▸ TASK 1
From the records, pull out every line that contains the string "rough".

▸ TEXT UNDER STUDY
BEGIN
# amplifier power switch mod for 18" hardwire extension and external switch



## zacjones (Mar 25, 2007)

Is there a safe way to house your amplifiers in the next room and wire them all together to a block and run an 18" heavy gauge wire through the wall to a switch, which would turn on all the subwoofer amplifiers? I would need to turn on the power to 2-4 EP4000 amplifiers in an adjacent room, and this seems like a reasonable solution if it were done in such a fashion as not to be a fire hazard. If the block and running them through one wire was problematic, I could even do a switch for each amplifier and separate wires. If this is a bad idea, I will probably just use Niles AC-3 for each amplifier. Just exploring options and searching out answers to ideas. Thanks. Zac.


----------



## fitzwaddle (Aug 25, 2010)
END
▸ PROVIDED RECORDS
BEGIN
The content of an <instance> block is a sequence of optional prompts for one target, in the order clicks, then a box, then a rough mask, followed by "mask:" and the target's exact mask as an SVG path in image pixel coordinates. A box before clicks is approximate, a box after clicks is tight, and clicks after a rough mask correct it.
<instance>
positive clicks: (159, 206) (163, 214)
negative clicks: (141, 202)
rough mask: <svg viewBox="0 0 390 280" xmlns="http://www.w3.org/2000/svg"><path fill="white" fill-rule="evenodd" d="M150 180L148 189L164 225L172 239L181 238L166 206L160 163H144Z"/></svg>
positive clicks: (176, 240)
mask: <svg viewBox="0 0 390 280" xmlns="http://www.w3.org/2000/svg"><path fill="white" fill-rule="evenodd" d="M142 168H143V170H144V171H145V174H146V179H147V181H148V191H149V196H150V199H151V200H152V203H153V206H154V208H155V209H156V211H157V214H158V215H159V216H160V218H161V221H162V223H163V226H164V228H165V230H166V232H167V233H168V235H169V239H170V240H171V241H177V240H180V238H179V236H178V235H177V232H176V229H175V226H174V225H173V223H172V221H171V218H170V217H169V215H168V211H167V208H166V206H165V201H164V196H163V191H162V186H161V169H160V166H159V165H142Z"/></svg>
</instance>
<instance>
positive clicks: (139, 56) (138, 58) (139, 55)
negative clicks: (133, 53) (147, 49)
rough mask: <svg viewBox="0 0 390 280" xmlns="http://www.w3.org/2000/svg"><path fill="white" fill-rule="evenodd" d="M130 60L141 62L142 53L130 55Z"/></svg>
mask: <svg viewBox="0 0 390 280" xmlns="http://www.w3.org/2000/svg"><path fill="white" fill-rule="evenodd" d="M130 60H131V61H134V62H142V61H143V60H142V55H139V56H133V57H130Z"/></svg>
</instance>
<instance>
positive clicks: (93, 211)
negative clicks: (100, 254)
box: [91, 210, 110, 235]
END
BEGIN
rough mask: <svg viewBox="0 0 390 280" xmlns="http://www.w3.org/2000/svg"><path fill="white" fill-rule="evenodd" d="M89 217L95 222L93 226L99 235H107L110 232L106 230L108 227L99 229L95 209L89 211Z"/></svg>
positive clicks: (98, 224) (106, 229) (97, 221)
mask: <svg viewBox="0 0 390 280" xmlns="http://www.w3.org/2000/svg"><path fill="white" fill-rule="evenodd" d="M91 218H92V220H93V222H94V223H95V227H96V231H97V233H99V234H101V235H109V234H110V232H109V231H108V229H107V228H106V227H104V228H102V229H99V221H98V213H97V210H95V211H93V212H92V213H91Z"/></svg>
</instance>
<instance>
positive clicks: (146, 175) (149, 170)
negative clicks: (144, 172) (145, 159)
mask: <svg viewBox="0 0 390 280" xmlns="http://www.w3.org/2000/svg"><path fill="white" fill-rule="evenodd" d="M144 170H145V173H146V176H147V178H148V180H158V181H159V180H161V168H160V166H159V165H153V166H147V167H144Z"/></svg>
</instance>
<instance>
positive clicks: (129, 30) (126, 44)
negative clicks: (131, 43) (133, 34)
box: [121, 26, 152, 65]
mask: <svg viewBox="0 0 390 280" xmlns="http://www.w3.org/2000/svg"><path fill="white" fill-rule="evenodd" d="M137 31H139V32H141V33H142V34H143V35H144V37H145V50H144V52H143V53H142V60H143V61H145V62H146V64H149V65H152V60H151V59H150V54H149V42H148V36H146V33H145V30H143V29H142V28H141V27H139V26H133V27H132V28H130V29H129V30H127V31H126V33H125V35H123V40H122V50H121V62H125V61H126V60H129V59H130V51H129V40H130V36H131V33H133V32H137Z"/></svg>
END
▸ TASK 2
Supply the next part of the forum thread about wiring a remote power switch for amplifiers, starting right after its last line.

▸ FINAL ANSWER 1
The content of an <instance> block is a sequence of optional prompts for one target, in the order clicks, then a box, then a rough mask, followed by "mask:" and the target's exact mask as an SVG path in image pixel coordinates. A box before clicks is approximate, a box after clicks is tight, and clicks after a rough mask correct it.
rough mask: <svg viewBox="0 0 390 280" xmlns="http://www.w3.org/2000/svg"><path fill="white" fill-rule="evenodd" d="M150 180L148 189L164 225L172 239L181 238L166 206L160 163H144Z"/></svg>
rough mask: <svg viewBox="0 0 390 280" xmlns="http://www.w3.org/2000/svg"><path fill="white" fill-rule="evenodd" d="M130 60L141 62L142 53L130 55Z"/></svg>
rough mask: <svg viewBox="0 0 390 280" xmlns="http://www.w3.org/2000/svg"><path fill="white" fill-rule="evenodd" d="M89 217L95 222L93 226L99 235H107L110 232L106 230L108 227L99 229L95 209L89 211Z"/></svg>

▸ FINAL ANSWER 2
Couldn't you just wire a wall switch in one room to an outlet in another room?


----------



## Wayne A. Pflughaupt (Apr 13, 2006)

What fitzwaddle said: Why not just wire in a standard wall switch to switch the outlets the amps are plugged into?

That said, with 4 amps you might want to use two dedicated circuits. You could wire each circuit’s outlet to a separate switch (a commercial grade device would be preferable). Alternately, you could use a double-pole switch that would turn on both circuits’ outlets at the same time.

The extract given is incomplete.